═════ GEZEIGTER AUSZUG
Sie wohnt mit ihrem Lebenspartner, er ist Rentner, zusammen. Sie zählen als sogenannte Bedarfsgemeinschaft. Das heißt, dass alles, was ihr Partner an Rente bekommt und was ihm an Vermögen gehört, auf den Regelsatz von Ramona Bormann angerechnet wird. Sogar sein Auto muss sie angeben, inklusive des Kilometerstands und des Alters. "Es geht doch das Arbeitsamt nichts an, was mein Lebenspartner hat." Entwürdigend sei das.

Wenn es hochkommt, haben wir zu zweit 400 Euro zum Leben.

Ramona Bormann gelernte Köchin

Auch bei ihr geht ein Großteil des Geldes für Miete und Nebenkosten ab. Am Ende bleibt nicht viel. "Wenn es hochkommt, haben wir zu zweit 400 Euro zum Leben." Und davon solle man noch Rücklagen bilden? Und zwar nicht nur für die stark gestiegenen Energiekosten, sondern auch für den Hausrat. "Das bisschen, was du hast, sollst du noch sparen, falls mal ein Haushaltsgerät kaputtgeht", sagt Ramona Bormann.

Arbeitslose sind Facharbeiter, die irgendwann keinen Job mehr bekommen haben.
══════════
═════ AUSGANGSMATERIAL
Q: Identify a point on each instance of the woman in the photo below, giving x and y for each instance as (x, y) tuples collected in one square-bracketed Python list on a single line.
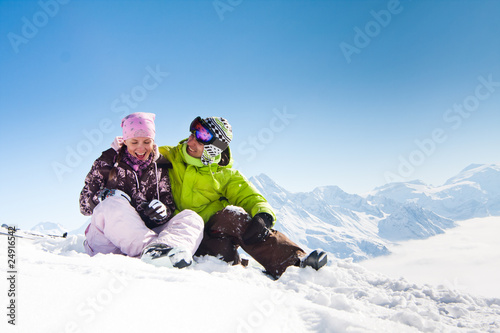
══════════
ARBEITSAUFTRAG -
Wie lautet der Teil des Auszugs über Ramona Bormann, der mit den Worten "Auch bei ihr" beginnt und mit "sagt Ramona Bormann." endet, wenn du darin "Energiekosten" in "Stromkosten" änderst? Die Zeilen werden hier nicht gebraucht.

RICHTIGE LÖSUNG -
Auch bei ihr geht ein Großteil des Geldes für Miete und Nebenkosten ab. Am Ende bleibt nicht viel. "Wenn es hochkommt, haben wir zu zweit 400 Euro zum Leben." Und davon solle man noch Rücklagen bilden? Und zwar nicht nur für die stark gestiegenen Stromkosten, sondern auch für den Hausrat. "Das bisschen, was du hast, sollst du noch sparen, falls mal ein Haushaltsgerät kaputtgeht", sagt Ramona Bormann.